[DATA EXTRACTS]
----
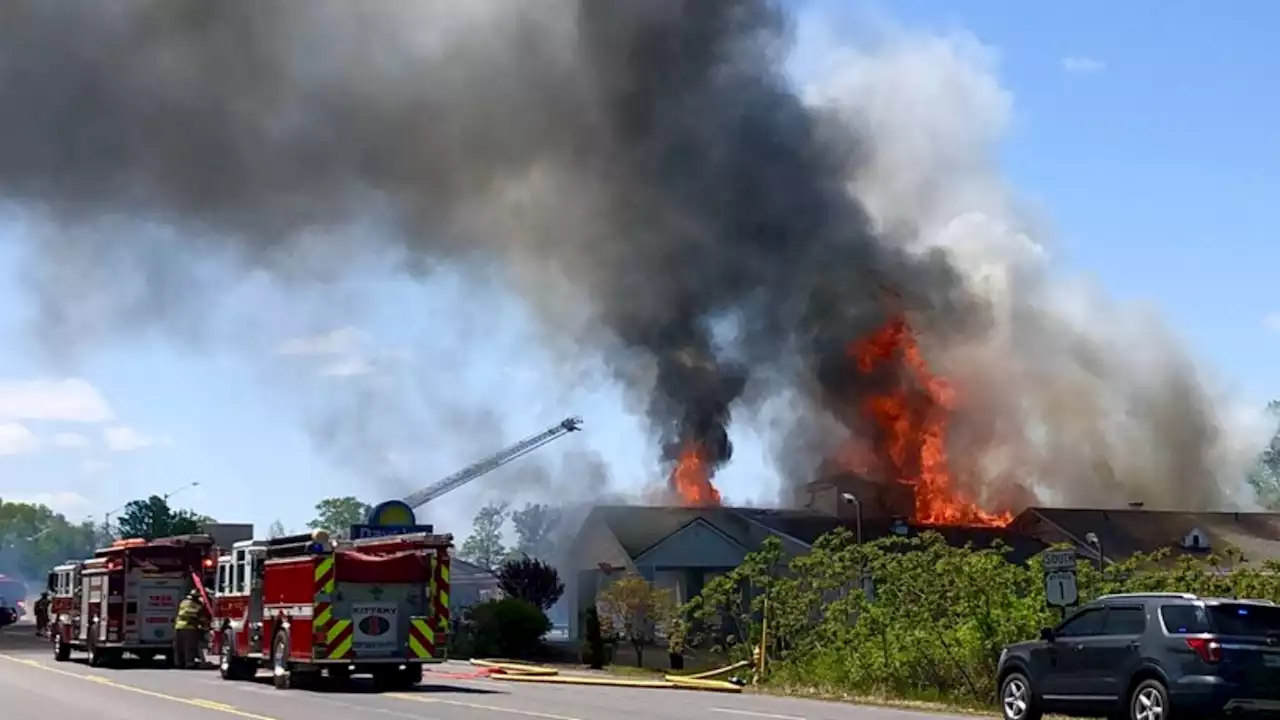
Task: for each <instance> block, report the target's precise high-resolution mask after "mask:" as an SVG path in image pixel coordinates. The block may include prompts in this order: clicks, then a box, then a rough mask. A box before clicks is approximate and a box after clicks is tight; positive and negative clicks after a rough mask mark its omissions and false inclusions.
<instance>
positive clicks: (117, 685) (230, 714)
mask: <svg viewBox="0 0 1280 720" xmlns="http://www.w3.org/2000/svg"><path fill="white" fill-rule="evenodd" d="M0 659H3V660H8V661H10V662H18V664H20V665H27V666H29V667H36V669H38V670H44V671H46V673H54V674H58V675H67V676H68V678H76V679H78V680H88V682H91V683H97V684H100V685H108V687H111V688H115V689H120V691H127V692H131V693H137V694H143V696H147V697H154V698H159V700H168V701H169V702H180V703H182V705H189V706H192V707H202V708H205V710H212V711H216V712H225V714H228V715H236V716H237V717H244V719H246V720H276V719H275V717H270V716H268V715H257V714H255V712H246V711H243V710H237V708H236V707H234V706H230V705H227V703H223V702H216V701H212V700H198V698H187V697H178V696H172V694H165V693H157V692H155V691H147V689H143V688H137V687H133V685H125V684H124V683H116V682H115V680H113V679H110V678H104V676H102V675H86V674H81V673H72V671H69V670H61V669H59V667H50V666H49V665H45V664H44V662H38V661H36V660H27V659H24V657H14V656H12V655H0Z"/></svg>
----
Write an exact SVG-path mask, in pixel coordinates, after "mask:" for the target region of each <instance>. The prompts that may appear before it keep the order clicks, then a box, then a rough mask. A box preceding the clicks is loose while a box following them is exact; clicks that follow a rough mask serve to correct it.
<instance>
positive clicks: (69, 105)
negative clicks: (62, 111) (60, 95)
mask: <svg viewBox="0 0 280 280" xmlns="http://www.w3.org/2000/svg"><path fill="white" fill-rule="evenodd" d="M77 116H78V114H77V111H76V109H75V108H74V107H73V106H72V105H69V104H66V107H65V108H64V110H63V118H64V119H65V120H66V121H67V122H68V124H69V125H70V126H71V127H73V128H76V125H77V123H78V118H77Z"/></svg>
----
[TASK BRIEF] Within the listing above, extract exactly the lines from the line with "Write an exact" to the line with "positive clicks: (69, 105)", the two named lines included, and no others.

[RESPONSE FOR THIS EXERCISE]
Write an exact SVG-path mask, in pixel coordinates, after "mask:" for the target region of each <instance>. The prompts that may appear before it keep the order clicks, then a box, then a rough mask. A box preceding the clicks is loose while a box following them is exact; clicks that follow a rough mask serve to correct it.
<instance>
positive clicks: (69, 105)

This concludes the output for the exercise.